■ EXERCISE REQUIREMENTS: In the data below, substitute "image coordinates" for every occurrence of "pixel coordinates" and leave everything else as it is.

---------------

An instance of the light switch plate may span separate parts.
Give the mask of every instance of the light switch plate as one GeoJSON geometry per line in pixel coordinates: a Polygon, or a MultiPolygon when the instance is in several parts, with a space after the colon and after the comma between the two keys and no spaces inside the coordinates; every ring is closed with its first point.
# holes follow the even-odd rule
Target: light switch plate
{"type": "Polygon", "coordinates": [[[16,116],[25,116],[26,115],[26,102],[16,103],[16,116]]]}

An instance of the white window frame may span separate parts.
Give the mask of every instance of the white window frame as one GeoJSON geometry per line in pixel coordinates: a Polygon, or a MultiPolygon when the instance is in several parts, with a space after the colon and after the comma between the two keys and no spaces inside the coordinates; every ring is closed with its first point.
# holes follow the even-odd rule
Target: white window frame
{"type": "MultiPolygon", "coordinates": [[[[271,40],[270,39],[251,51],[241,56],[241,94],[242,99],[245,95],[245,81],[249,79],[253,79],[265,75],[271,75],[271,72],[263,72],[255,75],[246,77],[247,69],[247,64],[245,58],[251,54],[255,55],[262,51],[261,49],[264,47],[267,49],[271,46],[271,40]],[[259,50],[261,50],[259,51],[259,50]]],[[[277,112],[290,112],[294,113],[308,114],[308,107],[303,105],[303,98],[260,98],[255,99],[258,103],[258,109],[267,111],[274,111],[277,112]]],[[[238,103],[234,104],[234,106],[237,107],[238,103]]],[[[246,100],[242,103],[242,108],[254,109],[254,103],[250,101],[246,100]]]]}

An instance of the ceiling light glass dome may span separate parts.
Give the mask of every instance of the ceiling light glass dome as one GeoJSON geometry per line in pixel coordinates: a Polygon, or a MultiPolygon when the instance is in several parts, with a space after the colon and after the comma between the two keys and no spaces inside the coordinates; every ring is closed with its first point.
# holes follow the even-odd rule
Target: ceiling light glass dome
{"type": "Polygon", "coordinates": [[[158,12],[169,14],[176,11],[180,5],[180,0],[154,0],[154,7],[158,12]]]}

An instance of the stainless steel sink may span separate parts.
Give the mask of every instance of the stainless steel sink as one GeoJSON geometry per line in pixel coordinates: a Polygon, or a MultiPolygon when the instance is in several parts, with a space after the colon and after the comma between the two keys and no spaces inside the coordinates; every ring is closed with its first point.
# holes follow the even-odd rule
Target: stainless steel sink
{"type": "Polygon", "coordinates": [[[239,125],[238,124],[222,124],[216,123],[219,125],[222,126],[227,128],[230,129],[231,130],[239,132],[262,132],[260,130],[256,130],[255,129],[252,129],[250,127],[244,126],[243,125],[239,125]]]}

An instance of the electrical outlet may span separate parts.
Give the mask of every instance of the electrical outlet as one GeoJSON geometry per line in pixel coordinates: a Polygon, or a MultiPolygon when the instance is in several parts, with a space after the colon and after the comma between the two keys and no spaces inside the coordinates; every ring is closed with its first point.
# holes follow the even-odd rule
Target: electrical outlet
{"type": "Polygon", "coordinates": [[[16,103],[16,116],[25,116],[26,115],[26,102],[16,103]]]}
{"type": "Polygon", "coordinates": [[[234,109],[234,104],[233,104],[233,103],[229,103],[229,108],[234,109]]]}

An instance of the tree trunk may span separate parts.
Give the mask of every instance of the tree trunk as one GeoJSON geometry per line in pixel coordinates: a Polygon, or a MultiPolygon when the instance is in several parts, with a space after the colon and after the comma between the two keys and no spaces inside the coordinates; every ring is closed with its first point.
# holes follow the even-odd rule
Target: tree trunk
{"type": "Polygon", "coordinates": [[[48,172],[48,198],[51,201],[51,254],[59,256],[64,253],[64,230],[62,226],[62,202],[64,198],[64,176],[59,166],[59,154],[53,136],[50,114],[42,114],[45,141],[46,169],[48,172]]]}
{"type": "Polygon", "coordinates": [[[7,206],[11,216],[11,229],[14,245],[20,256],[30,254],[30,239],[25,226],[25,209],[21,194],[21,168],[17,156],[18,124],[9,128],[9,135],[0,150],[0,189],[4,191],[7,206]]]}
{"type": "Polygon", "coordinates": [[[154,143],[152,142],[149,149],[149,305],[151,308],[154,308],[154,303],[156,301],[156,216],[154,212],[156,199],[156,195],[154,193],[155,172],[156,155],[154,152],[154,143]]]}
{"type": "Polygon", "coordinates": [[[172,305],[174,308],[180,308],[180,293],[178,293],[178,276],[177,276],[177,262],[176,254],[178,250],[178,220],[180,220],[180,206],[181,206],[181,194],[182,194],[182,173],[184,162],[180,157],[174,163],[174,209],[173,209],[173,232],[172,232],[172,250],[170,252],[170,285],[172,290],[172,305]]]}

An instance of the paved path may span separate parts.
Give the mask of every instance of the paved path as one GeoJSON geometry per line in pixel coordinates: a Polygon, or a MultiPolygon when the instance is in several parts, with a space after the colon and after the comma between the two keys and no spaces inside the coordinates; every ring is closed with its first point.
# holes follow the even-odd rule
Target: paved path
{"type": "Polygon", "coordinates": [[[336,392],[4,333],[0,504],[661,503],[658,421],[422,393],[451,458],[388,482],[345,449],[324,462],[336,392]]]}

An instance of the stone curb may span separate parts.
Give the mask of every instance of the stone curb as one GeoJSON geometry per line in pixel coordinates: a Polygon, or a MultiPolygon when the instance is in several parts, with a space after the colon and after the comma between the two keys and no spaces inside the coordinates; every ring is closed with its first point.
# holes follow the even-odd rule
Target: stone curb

---------------

■ RESPONSE TO THIS EXERCISE:
An instance of the light switch plate may span separate parts.
Give the mask of every instance of the light switch plate as one GeoJSON geometry per line in image coordinates: a Polygon, or a MultiPolygon when the instance is in several parts, with a space after the colon and after the comma between the two keys and no spaces inside the coordinates; every ring is closed with its first point.
# holes follow the even-odd rule
Target: light switch plate
{"type": "Polygon", "coordinates": [[[16,116],[25,116],[26,115],[26,102],[16,103],[16,116]]]}

An instance of the white window frame may span separate parts.
Give the mask of every instance of the white window frame as one GeoJSON geometry per line in image coordinates: a Polygon, or a MultiPolygon when the instance is in several parts, with a space after the colon and after the comma between the two keys and no spaces inside the coordinates; every ring is closed with its first point.
# holes follow the even-odd rule
Target: white window frame
{"type": "MultiPolygon", "coordinates": [[[[271,40],[270,39],[251,51],[241,56],[241,94],[242,99],[245,95],[245,81],[249,79],[253,79],[265,75],[271,75],[271,72],[263,72],[255,75],[246,77],[247,69],[247,64],[245,58],[251,54],[255,55],[262,51],[261,49],[264,47],[267,49],[271,46],[271,40]],[[259,50],[261,50],[259,51],[259,50]]],[[[277,112],[290,112],[294,113],[308,114],[308,107],[303,105],[303,98],[260,98],[255,99],[258,103],[258,109],[267,111],[274,111],[277,112]]],[[[238,103],[234,104],[234,106],[237,107],[238,103]]],[[[246,100],[242,103],[242,108],[254,109],[254,103],[250,101],[246,100]]]]}

An instance of the ceiling light glass dome may span separate parts.
Give the mask of every instance of the ceiling light glass dome as one GeoJSON geometry per line in image coordinates: a Polygon, or a MultiPolygon when the instance is in several parts, with a space after the colon and after the comma between the two keys and no spaces inside the coordinates; every ring is closed with its first point.
# holes follow the even-odd rule
Target: ceiling light glass dome
{"type": "Polygon", "coordinates": [[[158,12],[169,14],[176,11],[180,5],[180,0],[154,0],[154,7],[158,12]]]}

An instance of the stainless steel sink may span separate parts.
Give the mask of every instance of the stainless steel sink as one GeoJSON geometry per line in image coordinates: a Polygon, or a MultiPolygon when the instance is in several parts, with a space after the colon and after the comma between the two keys and no spaces inside the coordinates; every ring is closed with its first point.
# holes follow the even-odd rule
Target: stainless steel sink
{"type": "Polygon", "coordinates": [[[239,125],[238,124],[222,124],[216,123],[219,125],[222,126],[227,128],[230,129],[231,130],[239,132],[262,132],[260,130],[256,130],[255,129],[252,129],[250,127],[244,126],[243,125],[239,125]]]}

An instance of the electrical outlet may span separate parts.
Give the mask of every instance of the electrical outlet as one GeoJSON geometry per line in image coordinates: a Polygon, or a MultiPolygon when the instance is in several parts, with a space after the colon and after the comma between the two keys and no spaces inside the coordinates; every ring is closed with its first point.
# holes follow the even-odd rule
Target: electrical outlet
{"type": "Polygon", "coordinates": [[[16,103],[16,116],[25,116],[26,115],[26,102],[16,103]]]}
{"type": "Polygon", "coordinates": [[[234,109],[234,104],[233,104],[233,103],[229,103],[229,108],[234,109]]]}

An instance of the tree trunk may span separate parts.
Give the mask of every instance of the tree trunk as one GeoJSON geometry per line in image coordinates: a Polygon, or a MultiPolygon when the instance is in several parts, with a space after the colon and after the comma between the two keys and no spaces inside the coordinates; every ring is closed with its first point.
# holes follow the even-odd rule
Target: tree trunk
{"type": "Polygon", "coordinates": [[[48,172],[48,198],[51,201],[51,254],[59,256],[64,253],[64,230],[62,226],[62,202],[64,198],[64,176],[59,166],[59,154],[53,136],[50,114],[42,114],[45,141],[46,169],[48,172]]]}
{"type": "Polygon", "coordinates": [[[7,206],[11,216],[11,229],[14,245],[20,256],[30,254],[30,239],[25,226],[25,209],[21,194],[21,168],[17,156],[18,124],[9,128],[9,135],[0,150],[0,189],[4,191],[7,206]]]}
{"type": "Polygon", "coordinates": [[[154,143],[152,142],[149,149],[149,305],[151,308],[154,308],[154,303],[156,301],[156,216],[154,212],[156,199],[156,195],[154,193],[155,172],[156,155],[154,152],[154,143]]]}
{"type": "Polygon", "coordinates": [[[172,305],[174,308],[180,308],[180,293],[178,293],[178,276],[177,276],[177,262],[176,254],[178,250],[178,220],[180,220],[180,206],[181,206],[181,194],[182,194],[182,173],[184,162],[180,157],[174,163],[174,209],[173,209],[173,232],[172,232],[172,250],[170,252],[170,285],[172,290],[172,305]]]}

An instance of the paved path may span separate parts.
Give the mask of every instance of the paved path as one GeoJSON geometry per line in image coordinates: a Polygon, or a MultiPolygon when the instance is in several parts, with a space after the colon and after the comma between the two keys and no spaces inside the coordinates; every ring is closed with its first point.
# holes follow the even-odd rule
Target: paved path
{"type": "Polygon", "coordinates": [[[336,392],[4,333],[0,504],[661,503],[658,421],[422,393],[451,458],[388,482],[345,449],[324,462],[336,392]]]}

An instance of the stone curb may span separate parts.
Give the mask of every instance of the stone curb as one GeoJSON geometry per line in image coordinates: a Polygon, or a MultiPolygon when the instance is in several parts, with a space after the colon and after the comma between the two keys and no spaces inside the coordinates; every ring is closed with its first point.
# holes follow the even-odd rule
Target: stone curb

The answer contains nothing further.